**Request:** Rewrite the data below, from its beginning through the line containing "590;93;715;213", swapping "Examine" for "Inspect" and leaving everything else unchanged.

**Dataset records:**
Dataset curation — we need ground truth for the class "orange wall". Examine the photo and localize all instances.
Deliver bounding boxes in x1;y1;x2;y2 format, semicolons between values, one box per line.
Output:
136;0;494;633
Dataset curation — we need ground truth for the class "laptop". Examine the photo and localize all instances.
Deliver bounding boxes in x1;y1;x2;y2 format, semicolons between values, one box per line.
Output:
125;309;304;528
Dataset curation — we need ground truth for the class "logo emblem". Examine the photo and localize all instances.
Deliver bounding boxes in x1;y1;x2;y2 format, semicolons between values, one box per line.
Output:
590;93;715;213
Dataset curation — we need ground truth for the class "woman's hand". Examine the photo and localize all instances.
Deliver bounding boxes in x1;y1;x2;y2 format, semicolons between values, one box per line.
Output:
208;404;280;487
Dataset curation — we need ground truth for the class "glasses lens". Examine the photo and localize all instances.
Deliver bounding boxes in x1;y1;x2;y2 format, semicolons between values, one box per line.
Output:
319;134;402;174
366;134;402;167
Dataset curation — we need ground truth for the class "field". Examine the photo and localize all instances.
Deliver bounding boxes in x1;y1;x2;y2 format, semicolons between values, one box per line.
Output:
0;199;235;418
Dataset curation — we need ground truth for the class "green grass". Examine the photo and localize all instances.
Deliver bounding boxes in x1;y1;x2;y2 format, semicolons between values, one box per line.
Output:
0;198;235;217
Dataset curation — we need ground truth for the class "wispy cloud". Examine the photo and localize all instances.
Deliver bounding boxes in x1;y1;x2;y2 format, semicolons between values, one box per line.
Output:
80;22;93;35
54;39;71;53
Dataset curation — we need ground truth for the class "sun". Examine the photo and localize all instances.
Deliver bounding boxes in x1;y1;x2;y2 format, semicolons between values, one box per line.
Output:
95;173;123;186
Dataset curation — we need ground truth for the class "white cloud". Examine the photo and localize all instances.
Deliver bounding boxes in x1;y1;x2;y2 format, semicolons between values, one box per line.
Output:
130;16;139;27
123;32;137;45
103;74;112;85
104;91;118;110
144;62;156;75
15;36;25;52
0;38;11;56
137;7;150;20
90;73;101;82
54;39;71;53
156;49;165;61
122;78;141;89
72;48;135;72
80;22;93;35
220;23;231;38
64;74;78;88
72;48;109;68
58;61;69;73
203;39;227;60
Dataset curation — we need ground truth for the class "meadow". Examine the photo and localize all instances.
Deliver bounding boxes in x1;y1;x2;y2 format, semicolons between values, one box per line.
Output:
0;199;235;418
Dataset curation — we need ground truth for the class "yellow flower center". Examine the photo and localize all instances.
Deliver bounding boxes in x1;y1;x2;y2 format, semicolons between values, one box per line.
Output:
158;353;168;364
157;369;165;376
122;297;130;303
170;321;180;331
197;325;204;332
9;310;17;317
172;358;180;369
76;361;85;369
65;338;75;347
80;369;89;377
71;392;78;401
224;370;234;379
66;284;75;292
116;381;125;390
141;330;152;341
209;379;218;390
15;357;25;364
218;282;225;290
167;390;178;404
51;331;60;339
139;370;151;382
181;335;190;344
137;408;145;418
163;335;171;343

**Task output:**
Dataset curation — we need ground truth for the class "orange wall". Inspect the photo and localize all instances.
Deliver bounding boxes in x1;y1;x2;y2 format, semicolons between values, one box per line.
Output:
136;0;494;633
Dataset curation — we need ground truth for the class "laptop". Inspect the photo and localize all instances.
Deliver bounding boxes in x1;y1;x2;y2 format, semicolons between values, one box per line.
Output:
125;309;304;528
Dataset curation — we need ground truth for the class "logo emblem". Inspect the photo and localize all instances.
Deliver bounding boxes in x1;y1;x2;y2 format, semicolons between values, one box per line.
Output:
590;93;715;213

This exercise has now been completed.